--- SHORT EXERCISE ---
Format all of the items below as a numbered list, leaving out any blank lines.

--- TASK DATA ---

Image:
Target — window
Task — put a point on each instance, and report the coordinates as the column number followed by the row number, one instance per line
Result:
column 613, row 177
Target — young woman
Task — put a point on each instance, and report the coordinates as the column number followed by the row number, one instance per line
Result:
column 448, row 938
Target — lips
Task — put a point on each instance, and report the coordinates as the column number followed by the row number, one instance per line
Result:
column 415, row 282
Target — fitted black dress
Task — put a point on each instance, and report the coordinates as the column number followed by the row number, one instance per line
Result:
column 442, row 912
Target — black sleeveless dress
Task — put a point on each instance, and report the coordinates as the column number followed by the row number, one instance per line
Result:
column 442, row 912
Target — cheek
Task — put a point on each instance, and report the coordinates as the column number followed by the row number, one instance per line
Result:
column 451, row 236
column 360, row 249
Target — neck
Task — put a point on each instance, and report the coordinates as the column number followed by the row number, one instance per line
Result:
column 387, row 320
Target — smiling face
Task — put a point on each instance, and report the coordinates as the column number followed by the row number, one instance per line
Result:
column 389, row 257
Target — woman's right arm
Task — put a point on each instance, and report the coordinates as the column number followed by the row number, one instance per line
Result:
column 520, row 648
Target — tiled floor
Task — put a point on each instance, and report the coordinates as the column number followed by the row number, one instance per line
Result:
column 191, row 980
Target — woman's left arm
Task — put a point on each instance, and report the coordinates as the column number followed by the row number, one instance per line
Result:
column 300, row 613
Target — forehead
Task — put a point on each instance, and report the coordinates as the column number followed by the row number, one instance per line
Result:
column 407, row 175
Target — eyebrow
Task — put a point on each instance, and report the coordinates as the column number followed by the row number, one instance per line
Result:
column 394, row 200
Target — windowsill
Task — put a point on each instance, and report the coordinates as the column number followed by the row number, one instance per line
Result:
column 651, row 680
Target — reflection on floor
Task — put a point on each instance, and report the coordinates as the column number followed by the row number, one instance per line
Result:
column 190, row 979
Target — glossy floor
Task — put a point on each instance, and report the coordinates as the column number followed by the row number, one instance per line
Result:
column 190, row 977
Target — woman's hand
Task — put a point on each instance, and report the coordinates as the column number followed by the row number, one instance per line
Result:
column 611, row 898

---

--- SOLUTION FOR THIS EXERCISE ---
1. Image:
2. Target — window
3. Task — put a point on each instance, and report the coordinates as the column number followed by the row number, one instance per line
4. Result:
5. column 613, row 177
6. Target — young woman
7. Task — put a point on each instance, and report the coordinates as the column number followed by the row number, one instance per line
8. Result:
9. column 448, row 938
10. Target — lips
11. Task — put a point on each instance, and report the coordinates as the column number followed by the row number, one instance per line
12. Result:
13. column 415, row 282
14. Target — fitted black dress
15. Task — put a point on each instance, and report the coordinates as the column number followed by the row number, one instance per line
16. Result:
17. column 442, row 912
18. Target — black sleeveless dress
19. Task — put a point on each instance, and report the coordinates as the column number followed by the row number, one instance per line
20. Result:
21. column 442, row 912
22. Target — cheek
23. Task — put a point on each instance, and report the coordinates as the column number followed by the row number, one instance per line
24. Result:
25. column 451, row 236
26. column 360, row 249
27. Target — neck
28. Task — put a point on each instance, and report the coordinates as the column number followed by the row number, one instance per line
29. Result:
30. column 387, row 320
31. Target — smiling face
32. Task — put a point on each instance, and report the coordinates as the column number followed by the row number, one instance per line
33. Result:
34. column 389, row 257
35. Target — woman's right arm
36. Task — put a point on each instance, and report the coordinates as the column number followed by the row number, one instance per line
37. Result:
38. column 520, row 648
39. Target — tiled floor
40. Task — put a point on each instance, and report the coordinates as the column number followed by the row number, one instance per line
41. Result:
42. column 191, row 980
43. Target — woman's left arm
44. Task — put a point on each instance, and report the coordinates as the column number followed by the row number, one instance per line
45. Result:
46. column 300, row 613
47. Target — forehead
48. Task — put a point on each instance, and report the coordinates as the column number followed by the row number, one instance per line
49. Result:
50. column 407, row 175
51. Target — eyebrow
52. Task — put a point on each instance, and report the coordinates as the column number followed by the row number, one instance per line
53. Result:
54. column 394, row 200
55. Target — windowsill
56. Task — put a point on each instance, and report the coordinates as the column number followed by the row number, one instance per line
57. Result:
58. column 651, row 680
59. Target — reflection on floor
60. Task — put a point on each instance, and report the coordinates as the column number followed by the row number, one instance per line
61. Result:
62. column 190, row 979
63. Target — glossy floor
64. Task — put a point on each instance, and report the coordinates as the column number followed by the row number, one instance per line
65. Result:
66. column 190, row 977
67. Target — woman's hand
68. Task — put a point on each instance, and report the coordinates as the column number followed by the row number, one instance per line
69. Result:
70. column 611, row 898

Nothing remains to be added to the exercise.